[START Recorded data]

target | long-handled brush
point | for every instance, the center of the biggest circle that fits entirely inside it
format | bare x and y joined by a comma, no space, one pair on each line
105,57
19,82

[END Recorded data]

What is needed: Could you retype the whole listing above, keeping every line identical to the original?

Solution:
target | long-handled brush
point | for every instance, the center of the biggest circle that fits entirely inside it
format | bare x and y joined by a comma, no space, one pair on each line
105,57
19,82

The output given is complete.